(Set tasks):
(1) In the passage about Urban, what is the name of the independent production company set up in 1993?
(2) From the passage about Urban, return the text from "In 1993, Urban" up to and including "at the time.".
(3) Write the next part of the passage about Urban, starting after its last sentence.

(Selected passage):
▼

Urban later attended Balliol College, Oxford, graduating with a first class degree in Modern History.

His younger brother is the journalist Mark Urban.

Career 
Urban began writing and directing full-time in the early 1980s, working on television drama series including Bergerac for the BBC. In 1992, his one-off television film An Ungentlemanly Act, a dramatisation of the first 36 hours of the Falklands War featured Ian Richardson and Bob Peck. The production won the British Academy Television Award for Best Single Drama in 1993.

In 1993, Urban set up his own independent production company, Cyclops Vision, which has produced the majority of his work ever since. He was also one of the directors of the acclaimed and award-winning 1996 BBC drama serial Our Friends in the North, although he left the production early after disagreements with writer Peter Flannery, and one of his episodes was entirely re-shot by another director, though not before being entirely re-written by Peter Flannery – a fact generally withheld from public knowledge at the time.

Urban went on to write, produce and direct the feature films Preaching to the Perverted (1997) and Revelation (2001), both produced by Cyclops Vision and released around the world. In 2015, it was listed by The Guardian as one of the top 10 films about BDSM and fetish subject matter. His documentary film work includes the first polemical film against Western interventions, Against the War (BBC, Cyclops Vision; 1999) co-written with Harold Pinter, who also presented.

▲

(Record extracts):
▼

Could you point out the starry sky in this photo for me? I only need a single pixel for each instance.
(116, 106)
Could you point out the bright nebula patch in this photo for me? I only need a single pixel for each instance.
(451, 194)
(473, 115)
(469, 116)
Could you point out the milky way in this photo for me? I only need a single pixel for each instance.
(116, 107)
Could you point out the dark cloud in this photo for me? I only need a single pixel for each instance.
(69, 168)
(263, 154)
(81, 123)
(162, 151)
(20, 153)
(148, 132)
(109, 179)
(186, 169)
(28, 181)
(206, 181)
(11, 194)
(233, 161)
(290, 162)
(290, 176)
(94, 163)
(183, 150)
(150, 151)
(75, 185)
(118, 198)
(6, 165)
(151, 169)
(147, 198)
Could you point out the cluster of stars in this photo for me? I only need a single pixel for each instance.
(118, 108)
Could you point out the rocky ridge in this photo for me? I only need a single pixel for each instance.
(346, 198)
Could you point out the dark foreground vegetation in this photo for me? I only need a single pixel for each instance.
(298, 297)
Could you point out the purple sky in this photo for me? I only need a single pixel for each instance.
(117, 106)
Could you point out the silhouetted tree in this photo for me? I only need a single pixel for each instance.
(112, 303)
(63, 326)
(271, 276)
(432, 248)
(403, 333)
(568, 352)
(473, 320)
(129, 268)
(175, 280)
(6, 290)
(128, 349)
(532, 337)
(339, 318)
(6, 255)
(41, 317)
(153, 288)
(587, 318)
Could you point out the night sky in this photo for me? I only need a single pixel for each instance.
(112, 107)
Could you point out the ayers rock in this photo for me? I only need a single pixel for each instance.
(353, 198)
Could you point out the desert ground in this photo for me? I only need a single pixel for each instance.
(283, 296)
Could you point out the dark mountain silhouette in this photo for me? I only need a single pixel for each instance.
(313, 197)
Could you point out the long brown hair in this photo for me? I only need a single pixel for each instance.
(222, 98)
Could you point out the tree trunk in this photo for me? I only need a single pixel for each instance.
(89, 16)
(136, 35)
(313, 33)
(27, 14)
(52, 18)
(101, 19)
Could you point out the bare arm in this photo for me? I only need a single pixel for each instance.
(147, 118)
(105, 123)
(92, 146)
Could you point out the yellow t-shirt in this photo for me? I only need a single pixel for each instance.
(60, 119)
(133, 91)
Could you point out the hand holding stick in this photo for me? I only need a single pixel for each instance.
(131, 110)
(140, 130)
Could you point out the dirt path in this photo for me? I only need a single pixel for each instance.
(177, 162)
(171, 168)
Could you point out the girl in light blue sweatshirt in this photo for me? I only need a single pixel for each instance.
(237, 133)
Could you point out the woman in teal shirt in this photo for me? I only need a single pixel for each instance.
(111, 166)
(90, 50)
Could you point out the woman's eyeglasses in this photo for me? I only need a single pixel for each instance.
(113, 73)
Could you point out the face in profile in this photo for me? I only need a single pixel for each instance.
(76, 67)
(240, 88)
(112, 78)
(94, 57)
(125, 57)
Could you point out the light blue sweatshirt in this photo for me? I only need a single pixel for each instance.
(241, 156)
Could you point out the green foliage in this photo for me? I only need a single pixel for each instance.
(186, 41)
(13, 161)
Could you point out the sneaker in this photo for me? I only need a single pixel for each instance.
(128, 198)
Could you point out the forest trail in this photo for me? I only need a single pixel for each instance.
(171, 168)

▲

(Answers provided):
(1) Cyclops Vision

(2)
In 1993, Urban set up his own independent production company, Cyclops Vision, which has produced the majority of his work ever since. He was also one of the directors of the acclaimed and award-winning 1996 BBC drama serial Our Friends in the North, although he left the production early after disagreements with writer Peter Flannery, and one of his episodes was entirely re-shot by another director, though not before being entirely re-written by Peter Flannery – a fact generally withheld from public knowledge at the time.

(3)
In 2006, Urban completed Tovarisch, I Am Not Dead, his full-length documentary film about his father Garri, a Jewish physician from Ukraine who escaped from both the Gulag and The Holocaust. It was released to UK cinemas in 2008, earning a number of nominations and awards, including a nomination at the British Independent Film Awards and Grierson Awards. In 2011 Urban wrote, produced and directed May I Kill U?, a black comedy feature film starring Kevin Bishop, Frances Barber and Rosemary Leach. The plot follows a cycling vigilante who starts a lethal campaign in the London riots in 2011: "a psychopath on the cycle path". The film was released in 2013.

In 2014, Urban optioned Deric Henderson's non-fiction book, Let This Be Our Secret, which he adapted as screenwriter and executive produced for Hat Trick Productions and ITV. A four-hour drama, starring James Nesbitt as double murderer Colin Howell, it was filmed in Northern Ireland in late 2015 under the title The Secret and began transmission on 29 April 2016.. Urban was nominated for a BAFTA for The Secret in the category of Best Miniseries, for the Broadcast Awards (Best Drama); it also won the Royal Television Society Northern Ireland Awards as Best Drama.

Personal life 
Urban and his wife Dana live in south-west London. They have two children.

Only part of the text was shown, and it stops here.